**EXTRACT TO READ:**

++++

The UK Government has announced proposals for a voluntary levy on Internet companies “to raise awareness and counter internet harms”. The government has said that the levy would target issues such as cyberbullying, online abuse and children being exposed to pornography on the Internet.
The levy is one of a series of measures proposed in the Internet Safety Green Paper, which is the result of a consultation launched in February. The other measures include:
· A new social media code of practice to require more intervention by social media companies against allegedly bullying, intimidating or humiliating content
· An annual Internet safety transparency report, to help government track how fast social media companies remove material that has been the subject of a complaint
· Demands for tech and digital startups to “think safety first” – prioritising features to facilitate complaints content removal as functionality that must be into apps and products from the very start
All the measures will be voluntary although the government has not ruled out legislating if companies refuse to take part. In remarks that will be of concern to Internet companies, the Culture Secretary Karen Bradley hinted that the government could change the legal status of social media companies, to deem them publishers rather than platforms, which could mean even greater regulation of their users’ content.

++++

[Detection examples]
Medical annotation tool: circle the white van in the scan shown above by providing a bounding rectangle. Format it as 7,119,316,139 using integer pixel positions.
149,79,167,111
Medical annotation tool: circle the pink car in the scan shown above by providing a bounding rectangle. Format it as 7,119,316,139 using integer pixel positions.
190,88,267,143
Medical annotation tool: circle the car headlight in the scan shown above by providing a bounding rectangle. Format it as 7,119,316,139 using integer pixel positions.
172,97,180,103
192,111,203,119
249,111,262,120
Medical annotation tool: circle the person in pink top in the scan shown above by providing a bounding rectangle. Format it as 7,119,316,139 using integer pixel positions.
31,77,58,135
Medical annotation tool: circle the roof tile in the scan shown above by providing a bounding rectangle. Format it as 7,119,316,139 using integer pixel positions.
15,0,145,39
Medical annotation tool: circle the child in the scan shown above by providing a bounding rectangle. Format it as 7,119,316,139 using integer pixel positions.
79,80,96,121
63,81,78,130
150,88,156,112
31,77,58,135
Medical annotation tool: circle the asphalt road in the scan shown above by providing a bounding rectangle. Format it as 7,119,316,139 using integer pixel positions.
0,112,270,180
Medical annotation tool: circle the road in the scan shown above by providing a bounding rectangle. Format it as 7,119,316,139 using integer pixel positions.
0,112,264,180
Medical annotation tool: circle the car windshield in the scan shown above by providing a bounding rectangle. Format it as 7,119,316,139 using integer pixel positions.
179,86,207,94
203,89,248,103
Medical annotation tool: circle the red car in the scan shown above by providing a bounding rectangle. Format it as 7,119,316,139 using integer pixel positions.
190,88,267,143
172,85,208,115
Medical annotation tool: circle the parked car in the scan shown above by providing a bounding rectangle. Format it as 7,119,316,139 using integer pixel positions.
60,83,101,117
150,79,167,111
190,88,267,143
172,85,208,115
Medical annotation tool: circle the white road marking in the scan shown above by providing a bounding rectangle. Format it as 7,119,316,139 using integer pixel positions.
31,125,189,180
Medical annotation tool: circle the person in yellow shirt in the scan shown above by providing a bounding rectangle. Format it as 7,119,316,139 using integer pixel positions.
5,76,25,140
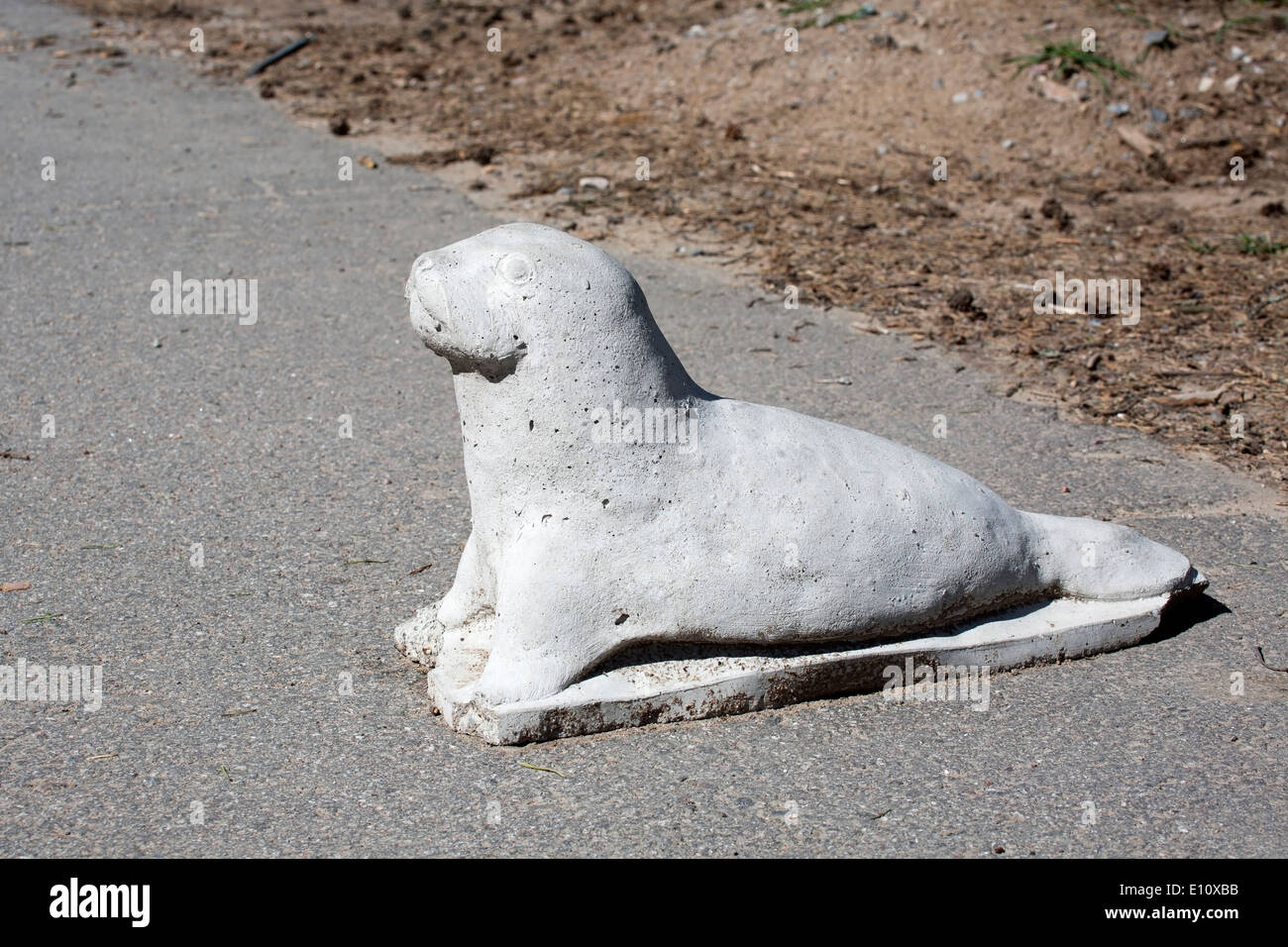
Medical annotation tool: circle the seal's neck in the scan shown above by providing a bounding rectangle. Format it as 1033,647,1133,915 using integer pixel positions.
455,325,709,523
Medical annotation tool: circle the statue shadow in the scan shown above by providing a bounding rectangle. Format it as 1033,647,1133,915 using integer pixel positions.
1140,591,1234,644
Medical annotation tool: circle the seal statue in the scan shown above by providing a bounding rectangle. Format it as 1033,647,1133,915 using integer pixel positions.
398,223,1205,706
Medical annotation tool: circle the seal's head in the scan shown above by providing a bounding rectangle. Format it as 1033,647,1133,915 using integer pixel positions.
406,223,674,380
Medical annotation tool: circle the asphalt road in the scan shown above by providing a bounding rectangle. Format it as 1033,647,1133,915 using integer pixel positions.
0,0,1288,857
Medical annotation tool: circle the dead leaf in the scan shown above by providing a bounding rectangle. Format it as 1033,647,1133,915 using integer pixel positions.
1150,381,1231,407
1118,125,1163,158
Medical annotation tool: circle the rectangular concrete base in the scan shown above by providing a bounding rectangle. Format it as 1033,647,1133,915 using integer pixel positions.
429,581,1207,745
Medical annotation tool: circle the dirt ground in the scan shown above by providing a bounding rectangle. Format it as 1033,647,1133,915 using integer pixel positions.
50,0,1288,491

++++

**TASKS AND EXERCISES:**
**a)** In the Internet safety article, what would the annual transparency report help the government track?
**b)** Print everything in the Internet safety article from "The UK Government" down to "on the Internet.".

**ANSWERS BELOW:**
**a)** How fast social media companies remove material that has been the subject of a complaint.

**b)**
The UK Government has announced proposals for a voluntary levy on Internet companies “to raise awareness and counter internet harms”. The government has said that the levy would target issues such as cyberbullying, online abuse and children being exposed to pornography on the Internet.